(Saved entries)
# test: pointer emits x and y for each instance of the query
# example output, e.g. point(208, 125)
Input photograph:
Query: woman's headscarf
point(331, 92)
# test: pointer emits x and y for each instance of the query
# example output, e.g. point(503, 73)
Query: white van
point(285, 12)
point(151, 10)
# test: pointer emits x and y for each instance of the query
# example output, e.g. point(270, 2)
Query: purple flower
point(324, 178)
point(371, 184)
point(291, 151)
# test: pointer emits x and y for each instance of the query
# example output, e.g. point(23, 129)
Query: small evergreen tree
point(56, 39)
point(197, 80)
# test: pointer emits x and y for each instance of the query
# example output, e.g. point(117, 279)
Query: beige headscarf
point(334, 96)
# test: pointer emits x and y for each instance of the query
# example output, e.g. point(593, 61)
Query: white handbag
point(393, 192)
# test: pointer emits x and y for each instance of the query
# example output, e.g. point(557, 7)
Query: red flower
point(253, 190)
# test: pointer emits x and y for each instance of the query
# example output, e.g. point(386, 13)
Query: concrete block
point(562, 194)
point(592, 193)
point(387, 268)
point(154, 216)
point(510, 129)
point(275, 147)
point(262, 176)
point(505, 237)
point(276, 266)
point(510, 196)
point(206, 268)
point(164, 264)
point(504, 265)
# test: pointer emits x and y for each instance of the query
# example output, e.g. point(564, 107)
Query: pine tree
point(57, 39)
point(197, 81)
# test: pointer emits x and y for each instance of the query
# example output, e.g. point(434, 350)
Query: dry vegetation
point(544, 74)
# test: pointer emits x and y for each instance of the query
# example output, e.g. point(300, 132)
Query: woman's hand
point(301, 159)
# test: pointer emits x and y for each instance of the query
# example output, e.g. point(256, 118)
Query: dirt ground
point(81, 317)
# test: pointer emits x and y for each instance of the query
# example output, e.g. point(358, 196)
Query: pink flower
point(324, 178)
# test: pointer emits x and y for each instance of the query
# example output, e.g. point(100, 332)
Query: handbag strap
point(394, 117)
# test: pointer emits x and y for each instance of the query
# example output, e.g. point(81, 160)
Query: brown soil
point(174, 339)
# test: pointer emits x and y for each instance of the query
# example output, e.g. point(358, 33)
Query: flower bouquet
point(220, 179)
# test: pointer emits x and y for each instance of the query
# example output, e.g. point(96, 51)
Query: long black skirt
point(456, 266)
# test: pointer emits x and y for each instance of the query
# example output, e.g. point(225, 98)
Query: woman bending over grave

● WHAT THE TASK ASKS:
Reproduce the preceding entries exactly and completely.

● SOLUTION TO THE EXERCISE:
# test: pointer emits x and y for each instance of the query
# example output, e.g. point(208, 125)
Input photograph:
Query: woman's headscarf
point(331, 92)
# test: pointer emits x and y for each instance of the query
# example output, e.g. point(503, 73)
Query: white van
point(285, 12)
point(151, 10)
# test: pointer emits x and y for each instance of the query
# example output, e.g. point(270, 2)
Query: purple flower
point(324, 178)
point(371, 184)
point(291, 151)
# test: pointer emits x and y for each instance of the query
# example output, e.g. point(23, 129)
Query: small evergreen tree
point(56, 39)
point(197, 80)
# test: pointer emits x and y for each instance of the query
# example output, e.g. point(117, 279)
Query: beige headscarf
point(334, 96)
# test: pointer emits x and y for each instance of the query
# example output, e.g. point(593, 61)
Query: white handbag
point(393, 192)
# test: pointer emits x and y for each instance of the query
# example output, e.g. point(557, 7)
Query: red flower
point(253, 190)
# test: pointer emits x and y for each instance of the query
# example output, e.g. point(386, 13)
Query: concrete block
point(562, 194)
point(592, 193)
point(387, 268)
point(154, 216)
point(510, 129)
point(275, 147)
point(262, 176)
point(505, 237)
point(276, 266)
point(510, 196)
point(206, 268)
point(164, 264)
point(504, 265)
# test: pointer emits x and y for each instance of the query
# example output, e.g. point(564, 107)
Query: pine tree
point(57, 39)
point(197, 81)
# test: pointer emits x and y for each instance of the query
# example output, e.g. point(434, 350)
Query: dry vegetation
point(544, 74)
# test: pointer emits x and y for each instance of the query
# example output, e.g. point(300, 132)
Query: woman's hand
point(301, 159)
# test: pointer emits x and y for each instance of the query
# example output, e.g. point(256, 118)
Query: dirt ground
point(81, 317)
# test: pointer emits x and y for each instance of the query
# example output, e.g. point(358, 196)
Query: pink flower
point(324, 178)
# test: pointer emits x and y for each instance of the query
# example output, e.g. point(100, 332)
Query: handbag strap
point(394, 117)
# test: pointer emits x and y for each instance of the query
# example output, e.g. point(81, 160)
Query: brown soil
point(174, 339)
# test: pointer emits x and y for each instance of the query
# example output, e.g. point(358, 33)
Query: flower bouquet
point(220, 179)
# test: pointer emits x and y for each instance of the query
# example output, e.g. point(96, 51)
Query: long black skirt
point(456, 266)
# test: pointer emits x and y for each instance of the query
# example output, e.g. point(225, 98)
Query: woman bending over grave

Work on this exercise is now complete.